Nothing outside the range below should be printed. Output exactly the lines from the line with "# label each instance of the blue" to the line with "Query: carved gable pediment", both included.

————

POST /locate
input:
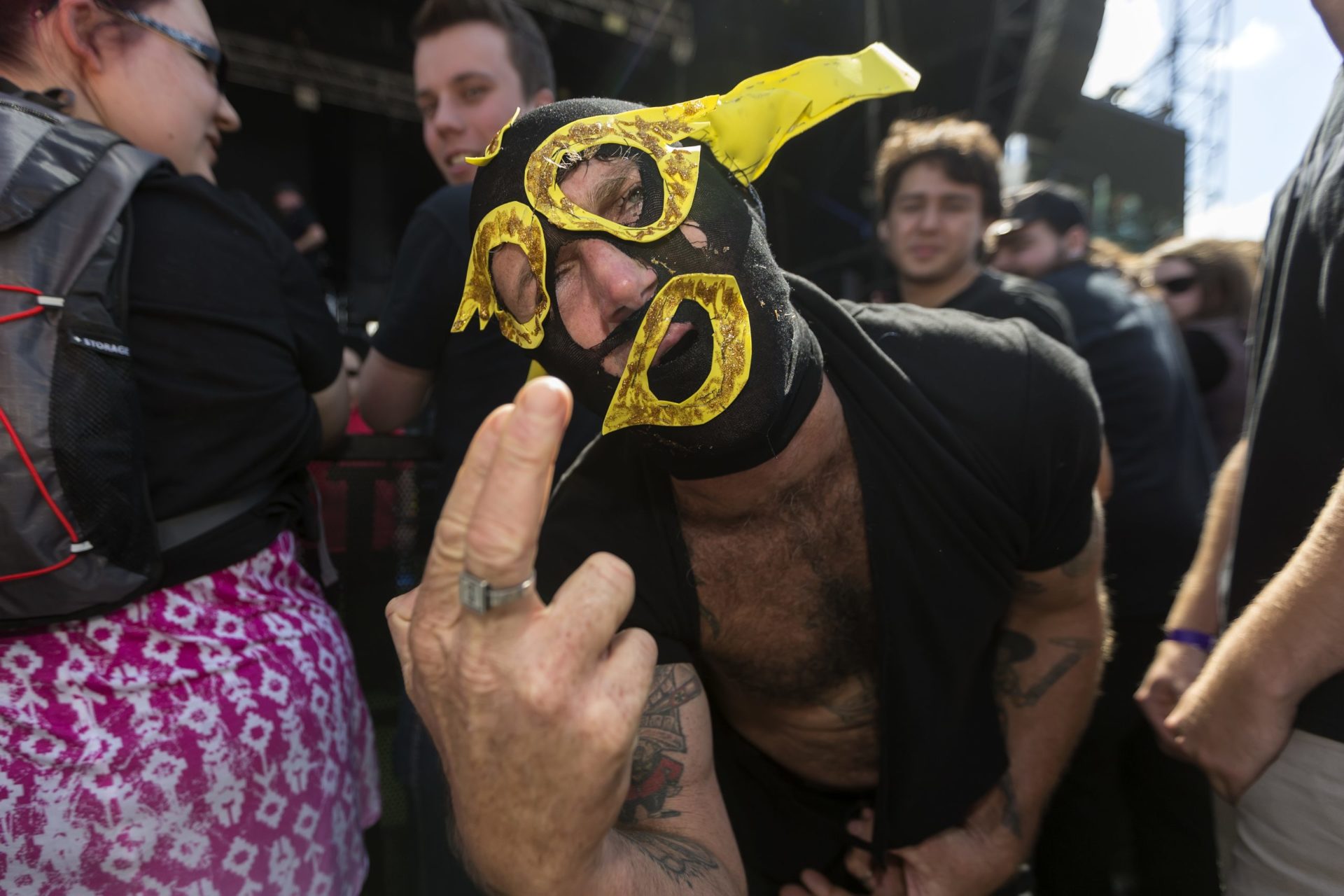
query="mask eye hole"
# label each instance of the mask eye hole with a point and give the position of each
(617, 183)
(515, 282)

————

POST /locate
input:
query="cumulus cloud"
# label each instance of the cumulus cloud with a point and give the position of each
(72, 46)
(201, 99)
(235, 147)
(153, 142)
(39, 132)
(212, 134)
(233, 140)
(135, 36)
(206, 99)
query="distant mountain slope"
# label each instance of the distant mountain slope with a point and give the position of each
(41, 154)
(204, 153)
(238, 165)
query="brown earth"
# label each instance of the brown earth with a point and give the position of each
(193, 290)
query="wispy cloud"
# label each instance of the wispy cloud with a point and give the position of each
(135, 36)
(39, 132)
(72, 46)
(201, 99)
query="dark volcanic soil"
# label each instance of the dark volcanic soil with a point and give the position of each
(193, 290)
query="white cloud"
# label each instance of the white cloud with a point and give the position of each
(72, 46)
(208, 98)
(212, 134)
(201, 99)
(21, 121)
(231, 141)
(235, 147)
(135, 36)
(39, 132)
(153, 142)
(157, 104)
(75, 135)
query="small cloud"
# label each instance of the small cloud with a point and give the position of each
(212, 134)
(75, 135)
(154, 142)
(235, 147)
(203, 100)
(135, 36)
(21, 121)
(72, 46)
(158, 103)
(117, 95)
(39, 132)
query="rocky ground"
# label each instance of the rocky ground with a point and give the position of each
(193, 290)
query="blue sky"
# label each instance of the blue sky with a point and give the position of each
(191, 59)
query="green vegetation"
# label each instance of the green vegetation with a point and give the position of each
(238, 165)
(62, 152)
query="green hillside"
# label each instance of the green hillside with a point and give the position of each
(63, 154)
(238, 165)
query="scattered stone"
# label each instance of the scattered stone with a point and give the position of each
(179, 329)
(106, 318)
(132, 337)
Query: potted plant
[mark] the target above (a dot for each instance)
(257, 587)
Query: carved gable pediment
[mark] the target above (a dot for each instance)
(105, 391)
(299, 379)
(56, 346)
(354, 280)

————

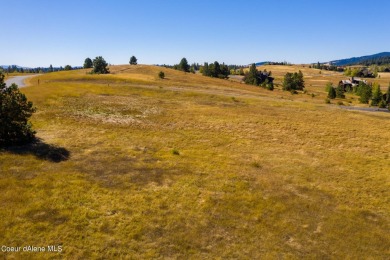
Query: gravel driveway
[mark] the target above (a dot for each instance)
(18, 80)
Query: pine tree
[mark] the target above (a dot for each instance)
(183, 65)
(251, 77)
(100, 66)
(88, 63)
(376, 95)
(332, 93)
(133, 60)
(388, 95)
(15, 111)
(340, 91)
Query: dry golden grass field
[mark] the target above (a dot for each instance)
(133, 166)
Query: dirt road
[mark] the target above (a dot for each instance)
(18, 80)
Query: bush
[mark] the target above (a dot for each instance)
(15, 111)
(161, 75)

————

▸ Final answer
# label each instance of the blue sky with a point and give the position of each
(191, 59)
query="green vegetation"
# label each instance of the green vegetation with a point and give the position of each
(238, 165)
(62, 152)
query="green hillside"
# label each instance of the green hillside with a point and give the position of each
(63, 154)
(238, 165)
query="scattered stone"
# label each instance of the scattered stone with a point and give the position of each
(179, 329)
(106, 318)
(132, 337)
Query: potted plant
[mark] the target above (a dot for each instance)
(257, 587)
Query: carved gable pediment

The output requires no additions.